* [Job]
Change "visible in the scene" to "shown in the image" in the data from the line with "Subject: the tree" to the line with "[298,19,363,113]", keeping everything else the same. Return only those lines.

* [Records provided]
^^^^^^^^
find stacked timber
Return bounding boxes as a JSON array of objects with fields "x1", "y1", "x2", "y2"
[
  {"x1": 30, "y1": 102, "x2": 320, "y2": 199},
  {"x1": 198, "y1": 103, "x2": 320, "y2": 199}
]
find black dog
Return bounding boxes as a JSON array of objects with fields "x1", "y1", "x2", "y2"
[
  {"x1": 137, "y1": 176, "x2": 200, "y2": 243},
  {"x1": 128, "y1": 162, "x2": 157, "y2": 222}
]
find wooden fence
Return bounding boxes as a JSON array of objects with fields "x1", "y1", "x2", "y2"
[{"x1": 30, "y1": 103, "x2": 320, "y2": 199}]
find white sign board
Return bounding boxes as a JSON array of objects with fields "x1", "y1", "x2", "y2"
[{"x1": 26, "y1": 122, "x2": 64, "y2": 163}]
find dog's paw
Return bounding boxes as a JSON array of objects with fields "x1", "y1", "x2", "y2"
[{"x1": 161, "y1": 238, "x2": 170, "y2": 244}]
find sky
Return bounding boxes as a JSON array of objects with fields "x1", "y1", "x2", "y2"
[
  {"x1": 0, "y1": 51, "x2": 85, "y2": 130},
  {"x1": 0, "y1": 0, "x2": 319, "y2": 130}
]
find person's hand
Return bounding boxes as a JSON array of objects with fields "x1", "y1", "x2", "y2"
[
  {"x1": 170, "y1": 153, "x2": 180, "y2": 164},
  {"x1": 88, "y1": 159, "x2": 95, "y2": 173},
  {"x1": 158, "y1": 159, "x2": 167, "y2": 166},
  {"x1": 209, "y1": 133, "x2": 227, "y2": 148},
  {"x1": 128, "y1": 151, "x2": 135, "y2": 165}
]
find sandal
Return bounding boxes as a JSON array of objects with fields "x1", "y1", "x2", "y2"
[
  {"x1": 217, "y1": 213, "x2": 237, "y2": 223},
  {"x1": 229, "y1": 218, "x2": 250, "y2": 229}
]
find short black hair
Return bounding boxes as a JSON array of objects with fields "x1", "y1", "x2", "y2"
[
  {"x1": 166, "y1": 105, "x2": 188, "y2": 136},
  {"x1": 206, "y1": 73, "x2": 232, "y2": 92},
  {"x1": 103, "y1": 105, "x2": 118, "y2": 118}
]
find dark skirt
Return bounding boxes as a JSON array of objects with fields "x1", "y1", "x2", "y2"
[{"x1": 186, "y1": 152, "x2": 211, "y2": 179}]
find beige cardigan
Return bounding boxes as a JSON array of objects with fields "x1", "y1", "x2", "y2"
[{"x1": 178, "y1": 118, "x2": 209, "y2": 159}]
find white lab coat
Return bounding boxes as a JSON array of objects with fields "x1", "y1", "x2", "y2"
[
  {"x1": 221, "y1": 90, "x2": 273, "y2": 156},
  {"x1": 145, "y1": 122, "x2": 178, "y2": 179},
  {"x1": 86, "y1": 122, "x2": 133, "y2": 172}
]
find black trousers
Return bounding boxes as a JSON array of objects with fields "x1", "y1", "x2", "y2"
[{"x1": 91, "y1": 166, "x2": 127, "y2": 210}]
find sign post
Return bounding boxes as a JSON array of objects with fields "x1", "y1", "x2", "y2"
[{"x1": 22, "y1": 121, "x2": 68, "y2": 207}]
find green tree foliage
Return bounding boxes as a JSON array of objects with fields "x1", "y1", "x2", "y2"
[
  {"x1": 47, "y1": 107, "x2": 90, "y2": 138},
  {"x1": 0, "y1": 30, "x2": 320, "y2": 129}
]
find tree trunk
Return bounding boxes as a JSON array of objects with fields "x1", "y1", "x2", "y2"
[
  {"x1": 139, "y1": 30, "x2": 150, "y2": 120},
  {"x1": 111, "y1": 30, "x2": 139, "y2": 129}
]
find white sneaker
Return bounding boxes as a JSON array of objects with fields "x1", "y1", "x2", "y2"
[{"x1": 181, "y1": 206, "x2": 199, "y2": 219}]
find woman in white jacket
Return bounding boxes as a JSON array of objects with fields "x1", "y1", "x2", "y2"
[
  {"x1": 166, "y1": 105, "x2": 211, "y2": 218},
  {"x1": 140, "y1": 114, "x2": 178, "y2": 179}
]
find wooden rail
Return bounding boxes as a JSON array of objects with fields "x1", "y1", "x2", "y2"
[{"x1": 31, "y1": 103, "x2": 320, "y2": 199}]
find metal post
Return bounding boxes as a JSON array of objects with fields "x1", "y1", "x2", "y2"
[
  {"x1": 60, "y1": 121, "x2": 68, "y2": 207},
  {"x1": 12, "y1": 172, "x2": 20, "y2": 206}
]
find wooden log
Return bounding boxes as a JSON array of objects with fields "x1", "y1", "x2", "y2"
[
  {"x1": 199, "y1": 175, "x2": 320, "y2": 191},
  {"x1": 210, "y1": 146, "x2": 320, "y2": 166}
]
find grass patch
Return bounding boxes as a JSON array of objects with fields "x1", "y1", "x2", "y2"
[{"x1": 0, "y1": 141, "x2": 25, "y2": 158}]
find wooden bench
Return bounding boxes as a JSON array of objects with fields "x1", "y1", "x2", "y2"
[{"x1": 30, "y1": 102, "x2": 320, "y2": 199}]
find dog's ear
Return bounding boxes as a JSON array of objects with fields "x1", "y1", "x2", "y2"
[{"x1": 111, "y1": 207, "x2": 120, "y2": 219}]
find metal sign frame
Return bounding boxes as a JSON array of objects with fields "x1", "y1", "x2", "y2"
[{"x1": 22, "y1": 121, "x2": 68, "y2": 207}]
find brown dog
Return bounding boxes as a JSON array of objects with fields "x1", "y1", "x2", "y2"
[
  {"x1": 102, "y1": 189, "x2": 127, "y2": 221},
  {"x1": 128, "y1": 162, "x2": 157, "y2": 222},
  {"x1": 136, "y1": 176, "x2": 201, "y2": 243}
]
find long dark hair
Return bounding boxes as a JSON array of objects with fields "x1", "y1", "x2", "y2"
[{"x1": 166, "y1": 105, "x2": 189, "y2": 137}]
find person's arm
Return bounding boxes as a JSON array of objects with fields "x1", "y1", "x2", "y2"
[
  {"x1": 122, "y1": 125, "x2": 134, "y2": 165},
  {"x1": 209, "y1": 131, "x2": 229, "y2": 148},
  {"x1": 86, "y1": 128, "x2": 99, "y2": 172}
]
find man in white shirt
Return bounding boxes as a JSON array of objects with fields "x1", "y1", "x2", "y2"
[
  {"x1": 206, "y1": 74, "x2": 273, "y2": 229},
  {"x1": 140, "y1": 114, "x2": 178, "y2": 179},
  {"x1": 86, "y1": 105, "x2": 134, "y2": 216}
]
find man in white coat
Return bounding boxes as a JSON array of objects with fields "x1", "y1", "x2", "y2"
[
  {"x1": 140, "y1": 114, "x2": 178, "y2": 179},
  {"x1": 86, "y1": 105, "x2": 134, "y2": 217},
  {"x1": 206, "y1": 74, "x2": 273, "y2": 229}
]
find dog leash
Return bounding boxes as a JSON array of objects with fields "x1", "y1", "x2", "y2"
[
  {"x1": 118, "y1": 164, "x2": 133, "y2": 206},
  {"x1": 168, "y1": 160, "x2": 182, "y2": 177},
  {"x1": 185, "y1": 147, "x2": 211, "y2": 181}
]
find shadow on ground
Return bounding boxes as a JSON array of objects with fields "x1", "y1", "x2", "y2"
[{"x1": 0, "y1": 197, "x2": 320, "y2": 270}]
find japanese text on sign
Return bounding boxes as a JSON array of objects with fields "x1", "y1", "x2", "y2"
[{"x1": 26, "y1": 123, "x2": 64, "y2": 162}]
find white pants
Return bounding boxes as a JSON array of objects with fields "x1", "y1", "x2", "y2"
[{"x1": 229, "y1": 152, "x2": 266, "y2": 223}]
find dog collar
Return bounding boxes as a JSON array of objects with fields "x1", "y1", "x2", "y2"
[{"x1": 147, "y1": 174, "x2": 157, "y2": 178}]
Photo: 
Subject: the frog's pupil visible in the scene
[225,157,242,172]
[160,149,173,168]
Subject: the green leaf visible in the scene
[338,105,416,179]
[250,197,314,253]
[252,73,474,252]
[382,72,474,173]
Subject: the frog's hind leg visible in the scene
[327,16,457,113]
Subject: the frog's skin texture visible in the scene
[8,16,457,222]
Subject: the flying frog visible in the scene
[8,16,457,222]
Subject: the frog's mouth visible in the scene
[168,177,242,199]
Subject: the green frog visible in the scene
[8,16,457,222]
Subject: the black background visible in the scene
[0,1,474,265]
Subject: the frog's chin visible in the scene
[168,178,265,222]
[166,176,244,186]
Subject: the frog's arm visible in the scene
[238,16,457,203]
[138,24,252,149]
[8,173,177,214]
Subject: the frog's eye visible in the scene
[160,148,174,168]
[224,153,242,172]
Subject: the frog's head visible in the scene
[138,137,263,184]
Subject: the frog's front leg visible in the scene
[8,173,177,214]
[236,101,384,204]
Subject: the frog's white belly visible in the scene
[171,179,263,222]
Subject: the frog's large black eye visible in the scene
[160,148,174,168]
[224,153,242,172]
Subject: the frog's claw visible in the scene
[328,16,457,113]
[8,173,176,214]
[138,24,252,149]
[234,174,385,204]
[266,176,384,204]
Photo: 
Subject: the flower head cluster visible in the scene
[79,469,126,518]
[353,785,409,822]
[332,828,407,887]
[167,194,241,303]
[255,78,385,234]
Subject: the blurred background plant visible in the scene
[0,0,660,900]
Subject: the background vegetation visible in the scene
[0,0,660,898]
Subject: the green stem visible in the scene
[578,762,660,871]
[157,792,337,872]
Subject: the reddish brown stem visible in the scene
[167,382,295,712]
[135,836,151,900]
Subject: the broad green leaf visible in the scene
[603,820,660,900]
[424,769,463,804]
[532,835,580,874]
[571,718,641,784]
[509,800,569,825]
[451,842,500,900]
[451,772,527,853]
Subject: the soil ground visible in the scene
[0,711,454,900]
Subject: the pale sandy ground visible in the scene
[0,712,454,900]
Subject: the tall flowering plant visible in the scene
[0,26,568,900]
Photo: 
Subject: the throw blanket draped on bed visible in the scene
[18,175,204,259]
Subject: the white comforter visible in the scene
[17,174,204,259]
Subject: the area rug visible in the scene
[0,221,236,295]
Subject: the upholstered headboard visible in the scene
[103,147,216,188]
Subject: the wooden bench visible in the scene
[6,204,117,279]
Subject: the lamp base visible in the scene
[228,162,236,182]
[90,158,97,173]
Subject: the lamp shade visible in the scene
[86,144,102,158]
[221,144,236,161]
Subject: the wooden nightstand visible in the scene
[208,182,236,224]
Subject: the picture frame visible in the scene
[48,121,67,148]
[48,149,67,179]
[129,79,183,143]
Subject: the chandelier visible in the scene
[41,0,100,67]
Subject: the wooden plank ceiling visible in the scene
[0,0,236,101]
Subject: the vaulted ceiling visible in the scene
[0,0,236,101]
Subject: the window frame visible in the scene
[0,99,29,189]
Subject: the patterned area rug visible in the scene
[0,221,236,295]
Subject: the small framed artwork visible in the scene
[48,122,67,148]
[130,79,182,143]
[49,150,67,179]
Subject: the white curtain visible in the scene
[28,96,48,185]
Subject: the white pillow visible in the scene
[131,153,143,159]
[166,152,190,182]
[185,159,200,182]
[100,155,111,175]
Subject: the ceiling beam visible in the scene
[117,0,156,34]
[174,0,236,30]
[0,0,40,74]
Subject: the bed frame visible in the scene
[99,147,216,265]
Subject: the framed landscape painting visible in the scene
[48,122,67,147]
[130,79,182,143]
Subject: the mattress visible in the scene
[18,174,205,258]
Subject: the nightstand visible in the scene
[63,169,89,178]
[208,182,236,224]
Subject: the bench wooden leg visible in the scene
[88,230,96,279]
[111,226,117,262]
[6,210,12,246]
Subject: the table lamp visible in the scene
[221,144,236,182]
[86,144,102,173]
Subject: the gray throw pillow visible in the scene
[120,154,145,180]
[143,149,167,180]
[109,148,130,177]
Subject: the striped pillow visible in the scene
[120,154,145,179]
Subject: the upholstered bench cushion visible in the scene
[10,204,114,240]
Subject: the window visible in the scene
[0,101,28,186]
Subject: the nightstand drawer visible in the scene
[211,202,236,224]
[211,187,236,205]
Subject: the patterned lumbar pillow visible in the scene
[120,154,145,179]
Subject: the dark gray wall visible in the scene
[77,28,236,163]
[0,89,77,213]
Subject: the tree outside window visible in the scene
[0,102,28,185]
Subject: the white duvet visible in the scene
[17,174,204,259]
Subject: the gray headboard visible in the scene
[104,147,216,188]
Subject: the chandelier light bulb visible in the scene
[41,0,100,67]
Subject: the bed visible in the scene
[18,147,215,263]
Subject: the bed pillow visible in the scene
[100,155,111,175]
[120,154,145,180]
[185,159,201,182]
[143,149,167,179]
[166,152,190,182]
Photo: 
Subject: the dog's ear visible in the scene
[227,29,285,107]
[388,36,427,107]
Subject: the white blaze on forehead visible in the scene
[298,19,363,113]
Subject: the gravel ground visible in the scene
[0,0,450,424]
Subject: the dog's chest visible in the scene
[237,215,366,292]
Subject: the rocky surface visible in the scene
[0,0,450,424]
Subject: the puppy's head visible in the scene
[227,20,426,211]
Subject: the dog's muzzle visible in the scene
^^^^^^^^
* [Solution for this exercise]
Subject: the tree outside window shown in the image
[0,102,28,185]
Subject: the white duvet shown in the image
[17,174,204,259]
Subject: the gray headboard shown in the image
[104,147,216,188]
Subject: the chandelier light bulb shown in the image
[41,0,100,67]
Subject: the bed shown in the image
[18,147,215,263]
Subject: the bed pillow shown in the image
[100,155,111,175]
[120,154,145,180]
[185,159,201,182]
[143,149,167,179]
[166,152,190,182]
Photo: 
Subject: the dog's ear shown in the image
[227,29,285,107]
[388,36,427,107]
Subject: the white blaze on forehead shown in the image
[298,19,363,113]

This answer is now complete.